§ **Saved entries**
[Start of section]

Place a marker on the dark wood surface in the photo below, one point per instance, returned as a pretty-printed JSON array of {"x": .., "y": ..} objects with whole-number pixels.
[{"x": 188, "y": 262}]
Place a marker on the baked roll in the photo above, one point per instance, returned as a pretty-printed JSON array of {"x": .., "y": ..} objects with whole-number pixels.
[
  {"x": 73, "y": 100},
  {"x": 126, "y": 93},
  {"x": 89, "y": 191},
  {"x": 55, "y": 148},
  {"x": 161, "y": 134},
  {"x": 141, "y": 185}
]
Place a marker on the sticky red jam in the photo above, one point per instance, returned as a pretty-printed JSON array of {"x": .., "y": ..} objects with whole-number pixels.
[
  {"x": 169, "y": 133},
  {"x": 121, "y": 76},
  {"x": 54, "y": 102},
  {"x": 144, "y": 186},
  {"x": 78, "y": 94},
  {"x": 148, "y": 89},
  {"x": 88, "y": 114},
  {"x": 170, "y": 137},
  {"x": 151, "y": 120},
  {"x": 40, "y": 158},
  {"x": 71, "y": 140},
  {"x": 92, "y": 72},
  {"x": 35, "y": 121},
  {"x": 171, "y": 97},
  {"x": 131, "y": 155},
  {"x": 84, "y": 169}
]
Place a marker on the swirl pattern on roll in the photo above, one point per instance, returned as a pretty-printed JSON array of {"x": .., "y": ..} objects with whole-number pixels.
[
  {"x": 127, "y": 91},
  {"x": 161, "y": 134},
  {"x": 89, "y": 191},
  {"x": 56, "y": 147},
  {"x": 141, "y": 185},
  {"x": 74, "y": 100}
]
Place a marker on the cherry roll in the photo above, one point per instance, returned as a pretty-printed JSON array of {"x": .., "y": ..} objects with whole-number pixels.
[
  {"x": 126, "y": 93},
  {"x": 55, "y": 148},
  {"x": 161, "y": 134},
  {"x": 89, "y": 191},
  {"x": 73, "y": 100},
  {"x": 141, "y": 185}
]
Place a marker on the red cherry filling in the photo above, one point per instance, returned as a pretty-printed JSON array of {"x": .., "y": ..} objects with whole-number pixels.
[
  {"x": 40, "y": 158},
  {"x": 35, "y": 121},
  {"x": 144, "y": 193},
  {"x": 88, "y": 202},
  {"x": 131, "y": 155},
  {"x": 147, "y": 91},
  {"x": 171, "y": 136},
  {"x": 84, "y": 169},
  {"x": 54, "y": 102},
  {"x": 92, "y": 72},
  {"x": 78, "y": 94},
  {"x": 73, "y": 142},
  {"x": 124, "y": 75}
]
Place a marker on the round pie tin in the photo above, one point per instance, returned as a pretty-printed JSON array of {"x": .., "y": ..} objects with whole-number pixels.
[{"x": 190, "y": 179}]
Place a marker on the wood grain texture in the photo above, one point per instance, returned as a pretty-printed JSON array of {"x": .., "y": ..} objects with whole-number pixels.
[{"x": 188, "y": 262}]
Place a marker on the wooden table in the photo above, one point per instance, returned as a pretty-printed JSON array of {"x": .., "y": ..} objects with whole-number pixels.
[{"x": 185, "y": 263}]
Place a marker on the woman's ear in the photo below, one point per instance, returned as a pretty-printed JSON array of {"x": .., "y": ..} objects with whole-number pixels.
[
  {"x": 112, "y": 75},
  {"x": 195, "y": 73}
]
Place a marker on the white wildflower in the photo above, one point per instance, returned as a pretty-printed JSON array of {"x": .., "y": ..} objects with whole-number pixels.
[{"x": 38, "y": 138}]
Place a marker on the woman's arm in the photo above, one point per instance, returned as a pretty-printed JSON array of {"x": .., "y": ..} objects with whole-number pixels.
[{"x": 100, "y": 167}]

[End of section]

Down to the last line, restate the records exactly.

Place a marker on the dark wood surface in the photo below, one point per instance, returned as a pretty-printed JSON array of {"x": .., "y": ..} objects with whole-number pixels.
[{"x": 188, "y": 262}]
Place a marker on the baked roll in the photo above, one point per instance, returned as a pretty-printed JSON array of {"x": .., "y": ..} objects with whole-number pixels.
[
  {"x": 73, "y": 100},
  {"x": 126, "y": 93},
  {"x": 89, "y": 191},
  {"x": 55, "y": 148},
  {"x": 161, "y": 134},
  {"x": 141, "y": 185}
]
Place a marker on the sticky red jam in the photo above, one point per instance, returned as a pretty-printed JSON array of {"x": .., "y": ..} objects with whole-number pixels.
[
  {"x": 169, "y": 133},
  {"x": 121, "y": 76},
  {"x": 54, "y": 102},
  {"x": 144, "y": 186},
  {"x": 78, "y": 94},
  {"x": 148, "y": 89},
  {"x": 88, "y": 114},
  {"x": 170, "y": 137},
  {"x": 151, "y": 120},
  {"x": 40, "y": 158},
  {"x": 71, "y": 140},
  {"x": 92, "y": 72},
  {"x": 35, "y": 121},
  {"x": 171, "y": 97},
  {"x": 131, "y": 155},
  {"x": 84, "y": 169}
]
Place a marker on the swirl pattern on roll in the photo above, one point per instance, returned as a pretty-printed JSON array of {"x": .., "y": ..} objects with whole-number pixels.
[
  {"x": 127, "y": 91},
  {"x": 161, "y": 134},
  {"x": 89, "y": 191},
  {"x": 56, "y": 147},
  {"x": 141, "y": 185},
  {"x": 74, "y": 100}
]
Place a marker on the cherry roll in the photo above, one point per instance, returned as a pretty-printed JSON array of {"x": .., "y": ..} objects with whole-number pixels.
[
  {"x": 126, "y": 93},
  {"x": 55, "y": 148},
  {"x": 161, "y": 134},
  {"x": 89, "y": 191},
  {"x": 73, "y": 100},
  {"x": 141, "y": 185}
]
Place a marker on the red cherry filling in the photo above, one point per instance, returned as a pretty-printed JSON array of {"x": .., "y": ..} objects with whole-number pixels.
[
  {"x": 40, "y": 158},
  {"x": 35, "y": 121},
  {"x": 144, "y": 193},
  {"x": 88, "y": 202},
  {"x": 131, "y": 155},
  {"x": 147, "y": 91},
  {"x": 171, "y": 136},
  {"x": 84, "y": 169},
  {"x": 54, "y": 102},
  {"x": 92, "y": 72},
  {"x": 78, "y": 94},
  {"x": 73, "y": 142},
  {"x": 124, "y": 75}
]
Place a marker on the round pie tin in the photo above, one point per instance, returned as a pretty-printed JSON array of {"x": .., "y": ..} objects with whole-number pixels.
[{"x": 190, "y": 179}]
Place a marker on the wood grain texture in the photo above, one point per instance, returned as a pretty-printed JSON array of {"x": .., "y": ..} objects with whole-number pixels.
[{"x": 188, "y": 262}]
Place a marker on the wooden table in the photo above, one point per instance, returned as a pretty-printed JSON array of {"x": .., "y": ..} objects with whole-number pixels.
[{"x": 185, "y": 263}]
Place a marker on the woman's ear in the photo below, one point per instance, returned as a pretty-printed JSON array of {"x": .., "y": ..} objects with whole-number pixels.
[
  {"x": 112, "y": 75},
  {"x": 195, "y": 73}
]
Place a marker on the white wildflower in the photo above, one point per instance, returned as a pretty-printed JSON array of {"x": .., "y": ..} objects with whole-number pixels.
[{"x": 38, "y": 138}]
Place a marker on the woman's arm in the photo above, one point per instance, returned as a pretty-printed JSON array of {"x": .., "y": ..} objects with whole-number pixels.
[{"x": 100, "y": 167}]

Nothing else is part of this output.